- _Exercise aim_
Will you output all of the data below exactly, omitting the images?

- _Entries supplied_
* * * * *

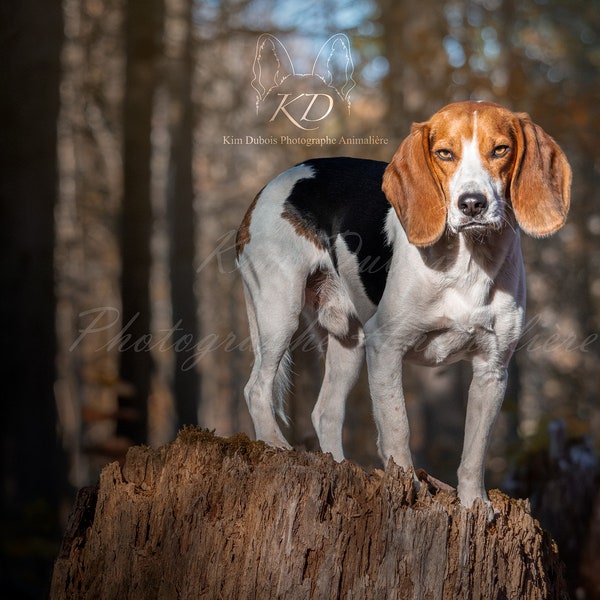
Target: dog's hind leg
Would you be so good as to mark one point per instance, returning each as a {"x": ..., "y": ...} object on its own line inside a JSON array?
[
  {"x": 273, "y": 307},
  {"x": 343, "y": 362}
]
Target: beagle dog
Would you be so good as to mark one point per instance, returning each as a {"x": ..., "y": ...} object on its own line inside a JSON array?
[{"x": 416, "y": 260}]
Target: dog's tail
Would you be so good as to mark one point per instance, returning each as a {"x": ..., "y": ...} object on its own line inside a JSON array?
[{"x": 281, "y": 386}]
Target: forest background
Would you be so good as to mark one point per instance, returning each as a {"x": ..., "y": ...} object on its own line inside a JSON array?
[{"x": 131, "y": 148}]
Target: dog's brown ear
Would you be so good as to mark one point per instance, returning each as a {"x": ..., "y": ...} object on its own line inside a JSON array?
[
  {"x": 540, "y": 189},
  {"x": 412, "y": 190}
]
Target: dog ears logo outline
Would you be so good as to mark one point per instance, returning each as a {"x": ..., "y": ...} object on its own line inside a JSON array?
[{"x": 304, "y": 99}]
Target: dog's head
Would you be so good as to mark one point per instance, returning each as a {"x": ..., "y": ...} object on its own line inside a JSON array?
[{"x": 471, "y": 167}]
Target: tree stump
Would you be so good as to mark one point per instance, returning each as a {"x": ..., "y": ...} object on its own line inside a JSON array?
[{"x": 205, "y": 517}]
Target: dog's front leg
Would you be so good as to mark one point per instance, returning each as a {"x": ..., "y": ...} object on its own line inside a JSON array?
[
  {"x": 485, "y": 399},
  {"x": 384, "y": 363}
]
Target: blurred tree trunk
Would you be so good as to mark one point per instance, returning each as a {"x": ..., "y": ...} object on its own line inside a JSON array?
[
  {"x": 31, "y": 461},
  {"x": 180, "y": 206},
  {"x": 143, "y": 29},
  {"x": 418, "y": 76},
  {"x": 211, "y": 518}
]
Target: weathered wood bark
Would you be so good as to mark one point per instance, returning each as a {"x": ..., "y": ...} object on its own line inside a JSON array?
[{"x": 210, "y": 518}]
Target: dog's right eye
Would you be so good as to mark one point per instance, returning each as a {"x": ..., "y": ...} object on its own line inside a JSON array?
[{"x": 444, "y": 154}]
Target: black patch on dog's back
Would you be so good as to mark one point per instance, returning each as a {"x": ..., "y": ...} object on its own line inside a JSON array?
[{"x": 344, "y": 198}]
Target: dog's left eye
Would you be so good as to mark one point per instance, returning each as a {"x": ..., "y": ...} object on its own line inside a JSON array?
[
  {"x": 500, "y": 151},
  {"x": 445, "y": 154}
]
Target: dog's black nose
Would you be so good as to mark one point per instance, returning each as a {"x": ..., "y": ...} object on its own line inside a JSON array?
[{"x": 472, "y": 204}]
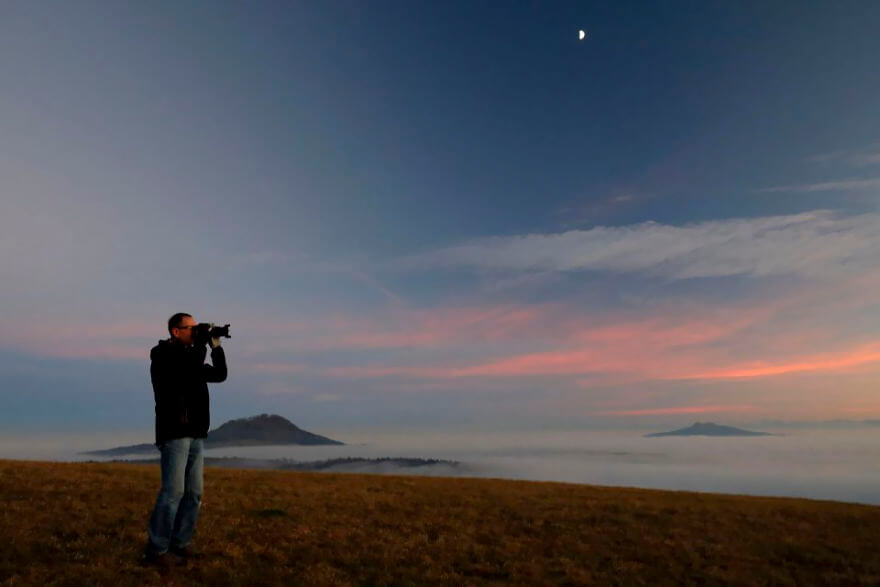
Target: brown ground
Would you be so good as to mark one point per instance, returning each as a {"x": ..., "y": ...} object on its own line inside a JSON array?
[{"x": 85, "y": 524}]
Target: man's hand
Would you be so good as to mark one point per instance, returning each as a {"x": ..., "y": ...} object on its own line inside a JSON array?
[{"x": 214, "y": 342}]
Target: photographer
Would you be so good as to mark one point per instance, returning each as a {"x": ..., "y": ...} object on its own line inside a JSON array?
[{"x": 180, "y": 377}]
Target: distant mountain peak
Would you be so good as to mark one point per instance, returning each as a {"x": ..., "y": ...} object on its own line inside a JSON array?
[
  {"x": 263, "y": 429},
  {"x": 709, "y": 429}
]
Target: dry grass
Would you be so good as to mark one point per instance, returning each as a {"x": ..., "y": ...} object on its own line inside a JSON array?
[{"x": 85, "y": 524}]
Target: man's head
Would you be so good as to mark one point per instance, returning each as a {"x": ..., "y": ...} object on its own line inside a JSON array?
[{"x": 180, "y": 327}]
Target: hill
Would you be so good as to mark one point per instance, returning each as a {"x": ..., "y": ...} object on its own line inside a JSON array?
[
  {"x": 85, "y": 524},
  {"x": 262, "y": 430},
  {"x": 708, "y": 429}
]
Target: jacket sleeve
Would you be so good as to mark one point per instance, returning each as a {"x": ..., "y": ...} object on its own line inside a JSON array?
[{"x": 217, "y": 372}]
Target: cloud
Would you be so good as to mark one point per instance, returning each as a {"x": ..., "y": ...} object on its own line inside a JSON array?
[
  {"x": 678, "y": 410},
  {"x": 814, "y": 244},
  {"x": 855, "y": 157},
  {"x": 827, "y": 186},
  {"x": 826, "y": 362}
]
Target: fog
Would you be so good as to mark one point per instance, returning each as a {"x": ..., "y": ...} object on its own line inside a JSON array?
[{"x": 842, "y": 465}]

* * * * *

- _Solution to the problem_
Target: dog's hind leg
Would you be so good as to mark one point per instance, returning each as a {"x": ..., "y": ...} object on its own line inside a JSON array?
[
  {"x": 273, "y": 307},
  {"x": 343, "y": 362}
]
Target: beagle dog
Would you be so good as to mark one point per instance, returning each as a {"x": ..., "y": ...} object on its own line inside a JSON array?
[{"x": 416, "y": 260}]
Target: dog's tail
Would you be so good as to mark one point per instance, returning each as a {"x": ..., "y": ...} object on its own line inside a JSON array?
[{"x": 281, "y": 386}]
Target: forest background
Would you be so good as to mark one point per instance, returning each as a {"x": ..., "y": ...} object on its own line inside a JSON array?
[{"x": 131, "y": 148}]
Target: dog's brown ear
Would you be so good as to mark one point per instance, returning each as a {"x": ..., "y": ...} object on its own line inside a JSON array?
[
  {"x": 540, "y": 189},
  {"x": 412, "y": 190}
]
Target: dog ears logo outline
Would you be so good as to mark one point per instance, returning each as a {"x": ..., "y": ...} object on its own line inside a JSON array?
[{"x": 304, "y": 99}]
Target: dog's head
Would you be so good as to mark one point per instance, returning each as a {"x": ..., "y": ...} object on its own line inside a JSON array?
[{"x": 471, "y": 167}]
Target: tree stump
Would you be so good as to mark one point per instance, returning each as a {"x": ..., "y": ...} object on its own line inside a JSON array?
[{"x": 205, "y": 517}]
Target: dog's front leg
Would you be so good as to mark one point per instance, returning each as a {"x": ..., "y": ...} object on its own line inside a JSON array?
[
  {"x": 485, "y": 399},
  {"x": 384, "y": 363}
]
Target: blurred tree trunk
Would you be so good as to mark one point per instance, returning each as a {"x": ..., "y": ...} object on its own line inside a JSON array?
[
  {"x": 31, "y": 461},
  {"x": 180, "y": 206},
  {"x": 143, "y": 29},
  {"x": 418, "y": 76},
  {"x": 211, "y": 518}
]
Target: weathered wood bark
Would you be so good as to mark one point per instance, returning each as a {"x": ..., "y": ...} object on its own line inside a JSON array?
[{"x": 210, "y": 518}]
Target: dog's right eye
Would you be so good as to mark one point per instance, returning each as a {"x": ..., "y": ...} object on its own line inside a JSON array?
[{"x": 444, "y": 154}]
Target: black patch on dog's back
Would you be so good as to mark one point per instance, returning each as a {"x": ..., "y": ...} object on its own line inside a JSON array?
[{"x": 344, "y": 198}]
Target: dog's left eye
Would you be so good as to mark one point per instance, returning each as a {"x": ..., "y": ...} object on its own line inside a JSON array?
[
  {"x": 500, "y": 151},
  {"x": 445, "y": 154}
]
Target: dog's black nose
Would you be so good as to mark one point per instance, returning each as a {"x": ..., "y": ...} object on its own line inside a JSON array?
[{"x": 472, "y": 204}]
Target: brown ground
Would you be so good as to mark one point per instance, returning each as a {"x": ..., "y": ...} object on its own line inside a JSON array?
[{"x": 85, "y": 524}]
Target: man's hand
Would you be so good as to mark one point per instance, returning each as a {"x": ..., "y": ...} object on its own line inside a JSON array?
[{"x": 214, "y": 342}]
Target: photographer
Would you be so good as to mark one point per instance, returning each as a {"x": ..., "y": ...} object on its own line inside a JSON array?
[{"x": 180, "y": 377}]
Target: distant mountain peak
Would you be so good as to mark one point per instance, returning each as a {"x": ..., "y": ...} object on its own line inside a JSON array?
[
  {"x": 263, "y": 429},
  {"x": 709, "y": 429}
]
Target: dry grass
Would you be so good as to mark one point per instance, returning each as a {"x": ..., "y": ...} object on its own line inside a JSON array?
[{"x": 85, "y": 524}]
Target: man's head
Would you be so good as to mark one point per instance, returning each as a {"x": ..., "y": ...} object on its own line inside a JSON array?
[{"x": 180, "y": 327}]
Target: hill
Would you be so good as to mark one point per instance, returning each as a {"x": ..., "y": ...} object on its own line inside a JSON array?
[
  {"x": 85, "y": 524},
  {"x": 262, "y": 430},
  {"x": 708, "y": 429}
]
Target: jacket sleeve
Would you be so good as to mark one point per instance, returning each as a {"x": ..., "y": ...} object on its own line inside a JSON array?
[{"x": 217, "y": 372}]
Target: cloud
Would you be so good as to mark one point per instance, returning each as a {"x": ..., "y": ...} object on its own line inside a JSON array?
[
  {"x": 678, "y": 410},
  {"x": 814, "y": 244},
  {"x": 855, "y": 157},
  {"x": 827, "y": 186},
  {"x": 826, "y": 362}
]
Target: fog
Would you be so good as to mark one point per instance, returning each as a {"x": ..., "y": ...} object on its own line inside a JSON array?
[{"x": 842, "y": 465}]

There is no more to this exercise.